## Excerpts from a dataset

+ + + +

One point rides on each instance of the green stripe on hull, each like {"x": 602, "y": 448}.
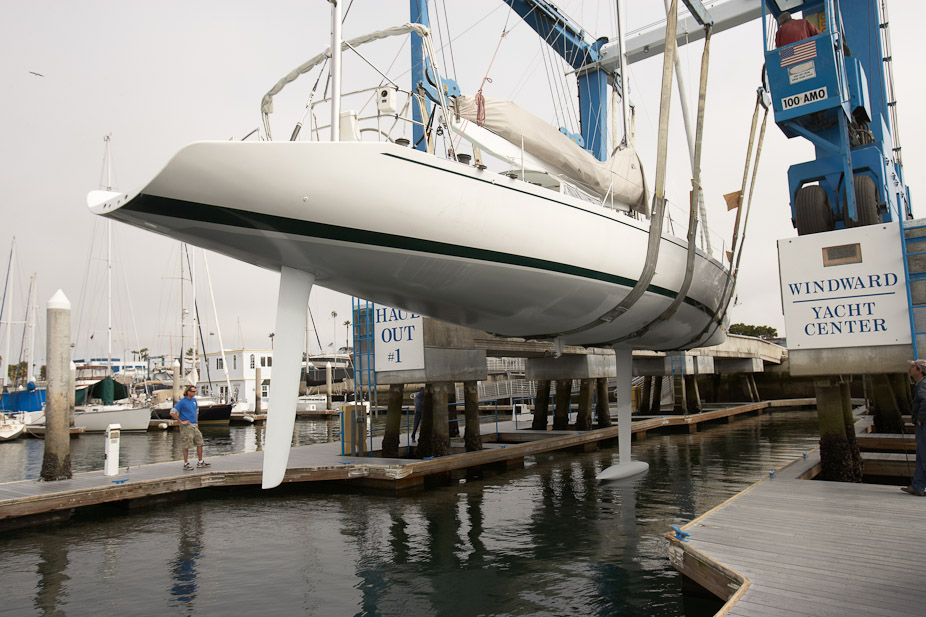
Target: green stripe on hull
{"x": 220, "y": 215}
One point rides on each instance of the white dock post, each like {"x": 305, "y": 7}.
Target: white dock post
{"x": 111, "y": 450}
{"x": 56, "y": 463}
{"x": 295, "y": 287}
{"x": 626, "y": 467}
{"x": 176, "y": 381}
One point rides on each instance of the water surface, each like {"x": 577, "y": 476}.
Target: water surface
{"x": 544, "y": 540}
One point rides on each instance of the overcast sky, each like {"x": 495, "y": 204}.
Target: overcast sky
{"x": 159, "y": 75}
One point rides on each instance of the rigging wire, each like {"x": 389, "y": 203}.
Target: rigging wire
{"x": 449, "y": 42}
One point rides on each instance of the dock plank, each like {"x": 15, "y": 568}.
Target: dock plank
{"x": 816, "y": 548}
{"x": 320, "y": 462}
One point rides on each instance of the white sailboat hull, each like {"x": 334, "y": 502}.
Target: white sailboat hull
{"x": 437, "y": 237}
{"x": 96, "y": 418}
{"x": 11, "y": 429}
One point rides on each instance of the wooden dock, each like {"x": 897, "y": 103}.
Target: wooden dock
{"x": 788, "y": 546}
{"x": 31, "y": 499}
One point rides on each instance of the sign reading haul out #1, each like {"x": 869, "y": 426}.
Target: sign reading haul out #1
{"x": 399, "y": 342}
{"x": 844, "y": 288}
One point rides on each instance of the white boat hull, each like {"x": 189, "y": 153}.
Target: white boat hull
{"x": 443, "y": 239}
{"x": 11, "y": 429}
{"x": 96, "y": 418}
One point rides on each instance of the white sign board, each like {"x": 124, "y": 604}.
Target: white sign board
{"x": 399, "y": 342}
{"x": 844, "y": 288}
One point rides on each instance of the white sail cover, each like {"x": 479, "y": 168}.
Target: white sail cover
{"x": 266, "y": 103}
{"x": 620, "y": 177}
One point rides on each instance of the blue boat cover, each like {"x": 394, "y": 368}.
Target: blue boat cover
{"x": 24, "y": 400}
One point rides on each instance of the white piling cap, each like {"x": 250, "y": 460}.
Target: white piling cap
{"x": 59, "y": 301}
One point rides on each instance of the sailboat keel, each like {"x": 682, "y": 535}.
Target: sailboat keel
{"x": 295, "y": 287}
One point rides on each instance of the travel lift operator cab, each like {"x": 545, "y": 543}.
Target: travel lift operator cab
{"x": 831, "y": 89}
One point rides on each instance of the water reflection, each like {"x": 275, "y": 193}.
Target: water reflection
{"x": 51, "y": 587}
{"x": 183, "y": 570}
{"x": 547, "y": 539}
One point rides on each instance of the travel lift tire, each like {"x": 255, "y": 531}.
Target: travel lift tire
{"x": 812, "y": 212}
{"x": 866, "y": 203}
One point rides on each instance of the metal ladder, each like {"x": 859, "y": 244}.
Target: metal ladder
{"x": 364, "y": 355}
{"x": 919, "y": 248}
{"x": 677, "y": 366}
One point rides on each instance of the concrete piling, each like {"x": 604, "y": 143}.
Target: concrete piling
{"x": 584, "y": 415}
{"x": 56, "y": 463}
{"x": 440, "y": 430}
{"x": 393, "y": 421}
{"x": 471, "y": 435}
{"x": 72, "y": 392}
{"x": 562, "y": 404}
{"x": 257, "y": 390}
{"x": 656, "y": 407}
{"x": 541, "y": 405}
{"x": 681, "y": 394}
{"x": 175, "y": 384}
{"x": 425, "y": 429}
{"x": 693, "y": 394}
{"x": 838, "y": 461}
{"x": 602, "y": 407}
{"x": 452, "y": 419}
{"x": 646, "y": 396}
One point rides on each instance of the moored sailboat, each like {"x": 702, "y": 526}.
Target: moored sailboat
{"x": 428, "y": 232}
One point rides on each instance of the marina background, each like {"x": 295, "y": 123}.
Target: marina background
{"x": 157, "y": 77}
{"x": 548, "y": 539}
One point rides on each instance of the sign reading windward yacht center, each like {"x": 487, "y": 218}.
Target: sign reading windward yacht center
{"x": 844, "y": 288}
{"x": 399, "y": 340}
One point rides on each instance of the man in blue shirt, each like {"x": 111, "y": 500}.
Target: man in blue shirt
{"x": 186, "y": 411}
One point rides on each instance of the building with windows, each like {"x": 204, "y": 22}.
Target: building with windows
{"x": 241, "y": 365}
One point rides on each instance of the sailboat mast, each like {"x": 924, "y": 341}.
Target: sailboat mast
{"x": 109, "y": 262}
{"x": 335, "y": 70}
{"x": 9, "y": 322}
{"x": 625, "y": 86}
{"x": 195, "y": 365}
{"x": 182, "y": 312}
{"x": 30, "y": 360}
{"x": 215, "y": 315}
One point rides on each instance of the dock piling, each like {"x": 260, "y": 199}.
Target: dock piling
{"x": 541, "y": 405}
{"x": 56, "y": 462}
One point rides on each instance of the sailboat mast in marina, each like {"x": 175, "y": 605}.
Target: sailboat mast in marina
{"x": 445, "y": 249}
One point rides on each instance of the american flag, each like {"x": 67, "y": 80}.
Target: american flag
{"x": 792, "y": 54}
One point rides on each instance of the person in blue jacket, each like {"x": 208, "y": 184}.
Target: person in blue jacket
{"x": 186, "y": 411}
{"x": 918, "y": 413}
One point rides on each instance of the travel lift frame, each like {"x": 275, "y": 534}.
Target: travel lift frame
{"x": 569, "y": 41}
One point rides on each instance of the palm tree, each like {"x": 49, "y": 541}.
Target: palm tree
{"x": 334, "y": 336}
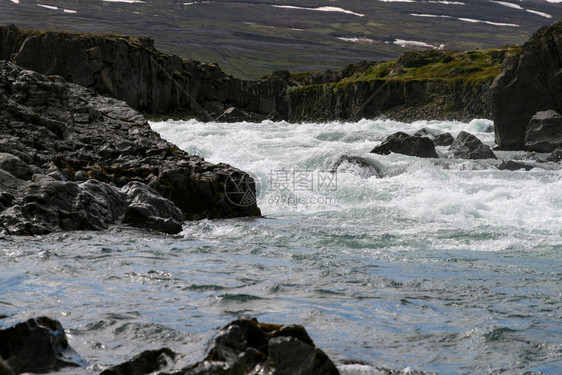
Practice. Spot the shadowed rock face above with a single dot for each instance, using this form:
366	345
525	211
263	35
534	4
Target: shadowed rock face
71	159
37	345
402	143
247	347
544	132
528	83
130	69
468	146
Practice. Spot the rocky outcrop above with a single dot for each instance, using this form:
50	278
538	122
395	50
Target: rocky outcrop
147	362
544	132
468	146
246	347
131	69
438	138
555	156
511	165
528	83
71	159
402	143
402	100
37	345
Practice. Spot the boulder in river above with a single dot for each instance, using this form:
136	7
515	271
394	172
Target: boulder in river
544	133
402	143
468	146
528	83
147	362
555	156
37	345
438	138
246	347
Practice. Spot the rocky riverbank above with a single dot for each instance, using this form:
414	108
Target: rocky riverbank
74	160
243	346
419	85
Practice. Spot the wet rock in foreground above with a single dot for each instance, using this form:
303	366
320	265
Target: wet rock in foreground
73	160
243	347
38	345
402	143
468	146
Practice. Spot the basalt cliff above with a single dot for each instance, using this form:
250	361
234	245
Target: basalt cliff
419	85
71	159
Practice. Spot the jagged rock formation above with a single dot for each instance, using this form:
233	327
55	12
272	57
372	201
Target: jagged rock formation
246	347
71	159
529	82
438	138
37	345
544	132
402	143
468	146
131	69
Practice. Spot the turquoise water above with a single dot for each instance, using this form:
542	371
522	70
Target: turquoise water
444	266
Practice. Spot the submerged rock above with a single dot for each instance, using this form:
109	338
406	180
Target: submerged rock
243	347
402	143
468	146
528	83
248	347
355	165
71	159
37	345
544	132
147	362
555	156
438	138
511	165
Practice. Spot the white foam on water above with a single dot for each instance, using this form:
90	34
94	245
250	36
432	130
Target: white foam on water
356	40
48	6
125	1
509	5
432	194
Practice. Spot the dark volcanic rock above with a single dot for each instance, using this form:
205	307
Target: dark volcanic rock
529	83
467	146
438	139
5	368
555	156
511	165
402	143
544	133
131	69
57	135
37	345
233	114
147	209
246	346
147	362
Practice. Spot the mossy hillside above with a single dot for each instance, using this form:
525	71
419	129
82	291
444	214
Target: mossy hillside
470	67
477	65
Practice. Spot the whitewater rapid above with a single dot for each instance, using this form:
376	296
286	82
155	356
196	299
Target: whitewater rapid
439	265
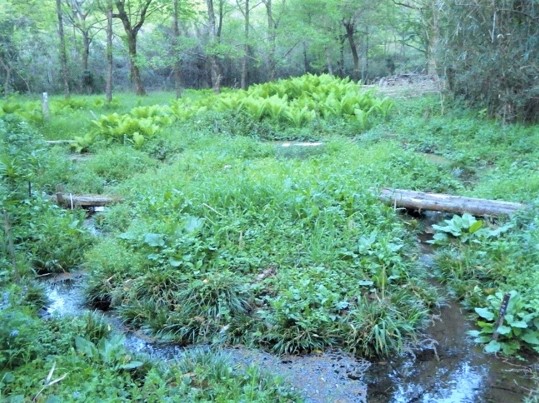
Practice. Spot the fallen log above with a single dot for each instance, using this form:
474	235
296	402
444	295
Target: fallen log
59	142
71	201
453	204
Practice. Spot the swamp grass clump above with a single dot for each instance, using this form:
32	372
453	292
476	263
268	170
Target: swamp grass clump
484	265
237	247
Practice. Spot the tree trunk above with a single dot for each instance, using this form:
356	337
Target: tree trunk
433	39
63	52
328	60
453	204
306	66
215	71
341	55
131	31
7	79
85	50
271	39
350	31
245	60
108	85
135	71
176	43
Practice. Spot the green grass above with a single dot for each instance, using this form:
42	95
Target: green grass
226	238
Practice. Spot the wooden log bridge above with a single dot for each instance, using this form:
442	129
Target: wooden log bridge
72	201
453	204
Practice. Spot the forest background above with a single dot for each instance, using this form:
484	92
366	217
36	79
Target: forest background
487	51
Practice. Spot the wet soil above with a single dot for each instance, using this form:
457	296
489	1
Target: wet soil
449	367
331	376
446	367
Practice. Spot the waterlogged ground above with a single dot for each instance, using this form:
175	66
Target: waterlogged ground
446	367
325	377
450	368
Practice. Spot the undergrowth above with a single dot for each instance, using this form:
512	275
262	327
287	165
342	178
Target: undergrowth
223	238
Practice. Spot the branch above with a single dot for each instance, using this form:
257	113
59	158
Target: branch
398	3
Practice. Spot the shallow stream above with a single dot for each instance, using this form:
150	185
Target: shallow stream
448	367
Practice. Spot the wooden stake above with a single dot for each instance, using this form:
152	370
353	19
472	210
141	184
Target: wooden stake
501	315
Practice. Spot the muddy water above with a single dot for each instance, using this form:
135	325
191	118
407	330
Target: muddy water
329	377
448	367
452	369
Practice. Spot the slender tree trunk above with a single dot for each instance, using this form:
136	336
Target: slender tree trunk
215	70
245	60
341	55
7	79
108	85
176	43
306	66
433	39
135	71
131	32
85	50
350	31
271	39
63	52
329	63
365	70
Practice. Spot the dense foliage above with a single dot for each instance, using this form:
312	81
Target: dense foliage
492	56
223	237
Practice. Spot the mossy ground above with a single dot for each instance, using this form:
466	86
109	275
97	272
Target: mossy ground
224	238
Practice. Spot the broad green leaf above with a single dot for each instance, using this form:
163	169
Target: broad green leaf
175	262
132	365
84	346
476	226
154	240
485	313
493	347
531	338
367	283
504	330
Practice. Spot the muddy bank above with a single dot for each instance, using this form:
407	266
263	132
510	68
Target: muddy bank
454	369
449	367
446	367
329	377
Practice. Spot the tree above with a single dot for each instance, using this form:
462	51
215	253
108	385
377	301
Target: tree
63	52
80	13
133	14
425	22
214	33
108	84
176	43
245	9
491	55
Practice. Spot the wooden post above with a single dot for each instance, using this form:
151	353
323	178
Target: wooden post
501	315
45	106
452	204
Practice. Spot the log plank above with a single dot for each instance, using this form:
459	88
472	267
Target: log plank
442	202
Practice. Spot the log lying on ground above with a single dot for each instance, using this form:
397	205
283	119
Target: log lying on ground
59	142
71	201
453	204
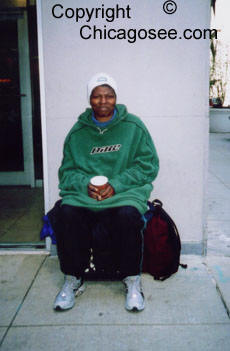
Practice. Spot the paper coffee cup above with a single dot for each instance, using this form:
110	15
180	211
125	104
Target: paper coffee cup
99	182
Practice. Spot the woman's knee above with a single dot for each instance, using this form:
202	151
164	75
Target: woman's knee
130	216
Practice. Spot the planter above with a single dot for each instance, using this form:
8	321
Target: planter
219	120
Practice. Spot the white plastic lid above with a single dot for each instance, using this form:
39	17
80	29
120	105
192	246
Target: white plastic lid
99	180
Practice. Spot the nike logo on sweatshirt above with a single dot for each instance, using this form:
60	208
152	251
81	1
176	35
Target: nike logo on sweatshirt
102	149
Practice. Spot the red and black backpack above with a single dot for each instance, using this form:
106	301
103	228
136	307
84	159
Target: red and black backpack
162	245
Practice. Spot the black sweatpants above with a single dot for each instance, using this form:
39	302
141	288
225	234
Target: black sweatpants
118	228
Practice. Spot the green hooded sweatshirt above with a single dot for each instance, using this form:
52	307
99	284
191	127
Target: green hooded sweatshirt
123	151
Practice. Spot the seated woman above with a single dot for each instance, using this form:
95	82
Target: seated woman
105	141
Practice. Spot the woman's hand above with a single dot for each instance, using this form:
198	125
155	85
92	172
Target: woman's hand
100	195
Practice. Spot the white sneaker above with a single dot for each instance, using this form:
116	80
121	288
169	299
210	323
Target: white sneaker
66	297
134	294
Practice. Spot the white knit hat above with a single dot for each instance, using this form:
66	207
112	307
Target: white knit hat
100	79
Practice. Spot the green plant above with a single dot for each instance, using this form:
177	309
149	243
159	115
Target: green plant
218	71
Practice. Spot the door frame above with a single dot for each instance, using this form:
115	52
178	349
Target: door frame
26	177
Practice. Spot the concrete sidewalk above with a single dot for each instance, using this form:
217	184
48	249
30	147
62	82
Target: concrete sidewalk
188	311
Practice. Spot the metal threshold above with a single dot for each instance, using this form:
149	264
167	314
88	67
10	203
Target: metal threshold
23	245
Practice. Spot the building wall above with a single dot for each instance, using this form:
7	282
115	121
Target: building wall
165	82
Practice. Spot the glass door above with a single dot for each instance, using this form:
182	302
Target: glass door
16	140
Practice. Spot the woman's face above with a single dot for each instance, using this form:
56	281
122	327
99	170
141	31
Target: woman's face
103	101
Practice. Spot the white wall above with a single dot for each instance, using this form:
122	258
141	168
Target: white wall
165	82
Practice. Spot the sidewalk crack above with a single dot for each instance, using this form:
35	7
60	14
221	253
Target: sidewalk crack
23	299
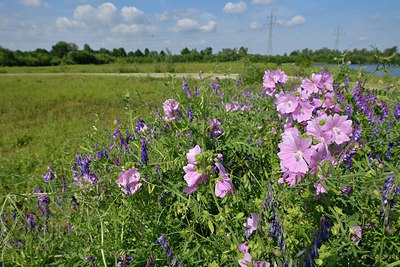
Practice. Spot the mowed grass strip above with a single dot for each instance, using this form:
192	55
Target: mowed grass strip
46	120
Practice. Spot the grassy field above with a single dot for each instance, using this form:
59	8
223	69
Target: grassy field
47	119
213	67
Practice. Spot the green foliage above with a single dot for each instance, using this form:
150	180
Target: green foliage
97	224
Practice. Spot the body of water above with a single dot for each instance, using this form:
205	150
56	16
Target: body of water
368	68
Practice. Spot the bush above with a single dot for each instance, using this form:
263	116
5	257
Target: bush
225	174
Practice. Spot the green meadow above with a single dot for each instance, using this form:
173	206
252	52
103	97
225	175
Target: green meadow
47	119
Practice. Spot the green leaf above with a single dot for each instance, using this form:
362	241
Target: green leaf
211	226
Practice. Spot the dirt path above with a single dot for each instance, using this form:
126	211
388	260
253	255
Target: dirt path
152	75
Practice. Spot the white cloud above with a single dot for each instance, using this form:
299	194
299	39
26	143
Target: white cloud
132	14
164	16
232	8
191	25
255	25
133	29
186	24
211	26
296	20
262	2
375	17
105	14
34	3
362	39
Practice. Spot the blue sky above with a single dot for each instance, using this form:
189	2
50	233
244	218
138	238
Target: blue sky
175	24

+ + + +

## What you need to do
Give again, word for word, every line from the top of the data through the line with "One point rides on each instance of the white dock", both ends included, and exclude the pictures.

## Task output
One point rides on each instance of the green stripe on hull, each like {"x": 602, "y": 448}.
Target: green stripe on hull
{"x": 220, "y": 215}
One point rides on each instance of the white dock post, each like {"x": 305, "y": 7}.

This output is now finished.